* **DATA FOR ANALYSIS**
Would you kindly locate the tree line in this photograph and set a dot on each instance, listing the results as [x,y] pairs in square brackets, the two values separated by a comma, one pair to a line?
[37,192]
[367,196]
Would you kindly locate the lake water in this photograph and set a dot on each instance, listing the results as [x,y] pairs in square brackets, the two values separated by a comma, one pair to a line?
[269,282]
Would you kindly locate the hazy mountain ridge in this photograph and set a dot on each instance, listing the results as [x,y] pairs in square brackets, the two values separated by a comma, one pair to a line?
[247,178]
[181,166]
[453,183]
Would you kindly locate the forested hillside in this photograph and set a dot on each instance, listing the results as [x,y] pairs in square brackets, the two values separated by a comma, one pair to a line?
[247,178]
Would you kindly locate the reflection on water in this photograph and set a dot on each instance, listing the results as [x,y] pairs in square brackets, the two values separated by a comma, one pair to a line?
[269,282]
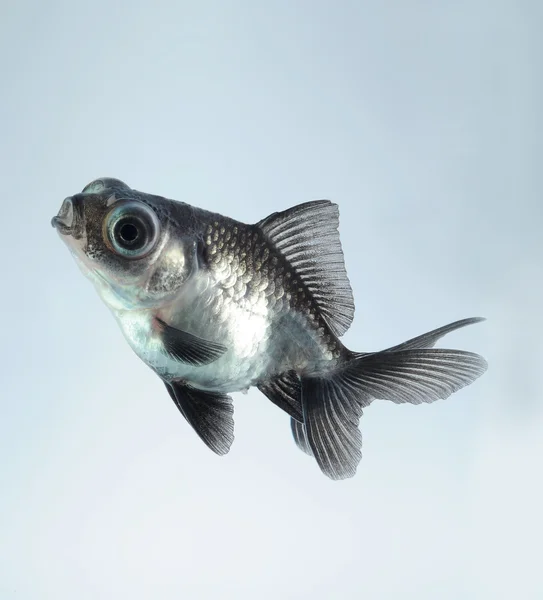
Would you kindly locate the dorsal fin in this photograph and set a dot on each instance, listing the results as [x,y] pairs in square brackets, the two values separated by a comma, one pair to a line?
[307,236]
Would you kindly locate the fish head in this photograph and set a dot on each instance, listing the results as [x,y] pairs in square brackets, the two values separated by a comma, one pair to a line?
[127,243]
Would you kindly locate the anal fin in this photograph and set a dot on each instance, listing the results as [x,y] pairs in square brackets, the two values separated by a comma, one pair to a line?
[209,413]
[300,436]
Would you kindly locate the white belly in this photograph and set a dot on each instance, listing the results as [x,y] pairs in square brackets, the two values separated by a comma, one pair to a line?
[209,312]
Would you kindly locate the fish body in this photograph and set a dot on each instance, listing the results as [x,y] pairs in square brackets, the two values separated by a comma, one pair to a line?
[215,306]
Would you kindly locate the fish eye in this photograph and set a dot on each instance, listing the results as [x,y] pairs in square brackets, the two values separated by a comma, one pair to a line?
[131,229]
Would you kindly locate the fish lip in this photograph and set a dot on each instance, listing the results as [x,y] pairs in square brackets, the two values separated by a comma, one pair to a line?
[69,220]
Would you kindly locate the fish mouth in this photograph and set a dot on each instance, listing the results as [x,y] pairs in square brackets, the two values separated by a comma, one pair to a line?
[68,220]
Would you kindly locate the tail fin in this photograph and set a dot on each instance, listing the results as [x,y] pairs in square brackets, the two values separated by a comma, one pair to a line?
[411,372]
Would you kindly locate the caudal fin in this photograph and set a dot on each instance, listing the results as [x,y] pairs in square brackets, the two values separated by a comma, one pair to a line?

* **TO DO**
Write the records above out again exactly, but not the pictures.

* **REPLY**
Would you kindly locate the tree line in this photograph and set a dot on each instance, listing the results as [x,y] pairs in square brackets, the two values separated by a comma, one pair to a line?
[37,192]
[367,196]
Would you kindly locate the lake water in this photograph and set a dot on each instance, listing the results as [x,y] pairs in square brackets, the two values separated by a comma, one pair to a line?
[269,282]
Would you kindly locate the hazy mountain ridge in this photograph and set a dot on each instance, listing the results as [x,y] pairs in square brackets, the two values separated by a comma, one pair to a line?
[247,178]
[181,166]
[453,183]
Would you kindly locate the forested hillside in this photograph and set a dot on each instance, listing the results as [x,y] pairs in square brackets, the two values separated by a comma, one pair to a line?
[247,178]
Would you kindly locate the reflection on water in this photograph and set a dot on each instance, listing the results as [x,y] pairs in square brackets, the two values separated by a comma, one pair to a line?
[269,282]
Would you kindly locate the dorsal fin in this photograph and set a dot on each instance, listing the results as [x,y] pairs in square brackets, the two values separated by a comma, one pair to a line?
[307,236]
Would you kindly locate the fish head in this photograph and set a dot on each instance, listing the results as [x,y] pairs in square brackets, the two values separated by a comma, one pair to a line?
[127,243]
Would you kindly locate the anal fin in this photograph and set a dot on each instance, listing the results as [x,y] pairs in square brackets, the two values separated by a comma, one pair to a line?
[209,413]
[300,436]
Would you kindly locate the white belly in this photograph and set a dot on each instance, listing the results as [x,y] pairs in square brackets, the two values separated by a comma, one pair to a line?
[209,312]
Would you kindly locate the fish body in this photograph and set a dot on each instance, listing the results as [x,y] pairs in square brackets, the two values separated by a comma, one pair to a line?
[215,306]
Would you kindly locate the fish eye in this photograph and set a dot on each instance, listing the results as [x,y] pairs in square brackets, the two values separated by a comma, one pair to a line?
[131,229]
Would you kindly locate the fish lip in this photograph and set a dot on each instance, listing the results as [x,y] pairs in square brackets, the two values separated by a comma, one pair to a line?
[69,220]
Would you kindly locate the fish mouth in this photograph and set a dot on each instance, listing the results as [x,y] pairs in square brackets, the two values separated by a comma, one pair to a line?
[68,220]
Would you kindly locate the tail fin in this photograph and set a dot on each instance, listing the results as [x,y] pairs in square brackets, the two values separated by a comma, one pair to a line?
[411,372]
Would you kindly locate the caudal fin in this photograph and set a dot on each instance, listing the results as [x,y] pairs in square brackets, the two values separated by a comma, one pair to a line?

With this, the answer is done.